Segment Start: Exercise inputs
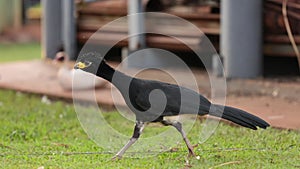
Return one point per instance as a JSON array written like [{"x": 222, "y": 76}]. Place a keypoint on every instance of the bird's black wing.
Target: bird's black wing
[{"x": 176, "y": 100}]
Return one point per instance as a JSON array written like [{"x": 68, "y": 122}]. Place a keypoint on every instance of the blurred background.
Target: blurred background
[{"x": 21, "y": 23}]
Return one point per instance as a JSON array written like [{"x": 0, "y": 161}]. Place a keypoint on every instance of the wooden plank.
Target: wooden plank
[{"x": 280, "y": 39}]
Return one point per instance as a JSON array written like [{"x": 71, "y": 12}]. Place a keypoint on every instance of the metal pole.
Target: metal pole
[
  {"x": 241, "y": 38},
  {"x": 51, "y": 28},
  {"x": 69, "y": 28}
]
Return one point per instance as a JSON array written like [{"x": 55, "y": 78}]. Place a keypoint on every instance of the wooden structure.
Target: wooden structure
[{"x": 92, "y": 16}]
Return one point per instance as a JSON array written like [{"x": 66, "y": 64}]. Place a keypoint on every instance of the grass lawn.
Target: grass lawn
[
  {"x": 13, "y": 52},
  {"x": 35, "y": 134}
]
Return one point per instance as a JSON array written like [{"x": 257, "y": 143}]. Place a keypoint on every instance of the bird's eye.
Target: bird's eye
[
  {"x": 82, "y": 64},
  {"x": 87, "y": 63}
]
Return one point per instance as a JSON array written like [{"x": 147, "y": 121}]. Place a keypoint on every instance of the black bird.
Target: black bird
[{"x": 137, "y": 94}]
Segment End: Exercise inputs
* What is needed
"the metal pole." marks the first line to print; reproduce that line and every line after it through the end of the listing above.

* Exercise answer
Return one point per instance as a JSON array written like [{"x": 71, "y": 12}]. Place a keypoint on every instance of the metal pole.
Target: metal pole
[
  {"x": 241, "y": 38},
  {"x": 51, "y": 28},
  {"x": 69, "y": 28}
]
Return one point per instance as a JSON array written like [{"x": 55, "y": 78}]. Place a keypoint on every instance of the wooden structure.
Target: wooden structure
[{"x": 92, "y": 16}]
Return one point per instance as a JSON array written like [{"x": 66, "y": 64}]. Place a keypoint on every instance of the grass lawn.
Target: grass lawn
[
  {"x": 13, "y": 52},
  {"x": 35, "y": 134}
]
Return one point per instance as a JSON array written like [{"x": 257, "y": 143}]. Place a keypoint on every instance of the bird's eye.
Target: bird's eye
[
  {"x": 82, "y": 64},
  {"x": 87, "y": 63}
]
Return one point per instance as a JSON array written like [{"x": 147, "y": 121}]. Place a keypoint on every instance of the black bird.
Target: black bird
[{"x": 137, "y": 94}]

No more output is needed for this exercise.